• _TASK REQUIREMENTS_:
Copy out all the records exactly.

[BEGIN]

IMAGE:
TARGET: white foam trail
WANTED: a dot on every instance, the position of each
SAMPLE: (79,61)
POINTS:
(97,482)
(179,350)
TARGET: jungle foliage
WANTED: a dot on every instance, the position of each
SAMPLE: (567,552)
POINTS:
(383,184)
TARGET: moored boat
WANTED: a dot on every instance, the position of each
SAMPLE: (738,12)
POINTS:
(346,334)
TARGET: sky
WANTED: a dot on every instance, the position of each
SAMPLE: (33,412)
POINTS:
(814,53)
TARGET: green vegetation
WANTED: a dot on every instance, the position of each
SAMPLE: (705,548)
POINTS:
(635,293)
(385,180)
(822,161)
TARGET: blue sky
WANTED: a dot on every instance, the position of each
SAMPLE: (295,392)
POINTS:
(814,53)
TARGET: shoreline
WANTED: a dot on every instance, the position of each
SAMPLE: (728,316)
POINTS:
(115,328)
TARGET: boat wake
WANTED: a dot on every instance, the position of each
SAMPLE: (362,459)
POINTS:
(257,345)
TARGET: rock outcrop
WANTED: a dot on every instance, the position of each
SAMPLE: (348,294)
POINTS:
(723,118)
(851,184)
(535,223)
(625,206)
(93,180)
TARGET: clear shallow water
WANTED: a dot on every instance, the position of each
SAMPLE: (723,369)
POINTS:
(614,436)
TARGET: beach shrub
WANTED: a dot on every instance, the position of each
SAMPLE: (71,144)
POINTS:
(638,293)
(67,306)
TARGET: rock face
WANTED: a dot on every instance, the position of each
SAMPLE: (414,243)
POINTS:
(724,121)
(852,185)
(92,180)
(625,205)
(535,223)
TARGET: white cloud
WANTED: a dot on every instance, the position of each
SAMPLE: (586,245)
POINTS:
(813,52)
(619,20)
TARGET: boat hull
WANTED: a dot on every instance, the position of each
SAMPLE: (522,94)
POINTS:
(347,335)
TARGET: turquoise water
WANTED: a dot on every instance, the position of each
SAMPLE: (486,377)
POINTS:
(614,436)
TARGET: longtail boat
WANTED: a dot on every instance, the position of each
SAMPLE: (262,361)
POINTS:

[END]

• _SOLUTION TO THIS PROBLEM_:
IMAGE:
TARGET: white foam trail
WANTED: a dot on every instance, the position of each
SAMPLE: (79,61)
POINTS:
(97,482)
(179,350)
TARGET: jungle foliage
WANTED: a dot on every instance, the position of each
SAMPLE: (567,552)
POINTS:
(383,184)
TARGET: moored boat
WANTED: a dot on every instance, the position of each
SAMPLE: (738,12)
POINTS:
(346,334)
TARGET: sky
WANTED: a dot on every instance, the position of each
SAMPLE: (33,412)
POINTS:
(814,53)
TARGET: green vegetation
WANTED: a dot on every instance, the position of each
SAMPLE: (705,548)
POINTS:
(635,293)
(385,180)
(822,161)
TARGET: blue sky
WANTED: a dot on every instance, the position of each
SAMPLE: (295,392)
POINTS:
(814,53)
TARGET: shoreline
WANTED: a dot on every instance, the position of each
SAMPLE: (728,316)
POINTS:
(115,328)
TARGET: boat wake
WANTED: a dot on every instance, the position of each
SAMPLE: (362,459)
POINTS:
(257,345)
TARGET: rock outcrop
WANTED: a dot on every instance, the position of each
SAMPLE: (348,294)
POINTS:
(723,118)
(851,184)
(535,223)
(625,206)
(93,180)
TARGET: clear shallow water
WANTED: a dot on every instance, the position of each
SAMPLE: (723,369)
POINTS:
(614,436)
TARGET: beach shrub
WANTED: a dot on every instance, the position of each
SAMPLE: (71,144)
POINTS:
(638,293)
(67,306)
TARGET: rock face
WANTED: a dot on every instance, the position of each
SAMPLE: (414,243)
POINTS:
(724,121)
(852,185)
(92,180)
(625,205)
(535,223)
TARGET: white cloud
WANTED: a dot on every instance, the position of each
SAMPLE: (586,245)
POINTS:
(813,52)
(619,20)
TARGET: boat hull
WANTED: a dot on every instance, the position of each
SAMPLE: (522,94)
POINTS:
(347,335)
TARGET: turquoise water
WANTED: a dot on every instance, the position of each
SAMPLE: (486,377)
POINTS:
(614,436)
TARGET: longtail boat
WANTED: a dot on every instance, the position of each
SAMPLE: (262,361)
POINTS:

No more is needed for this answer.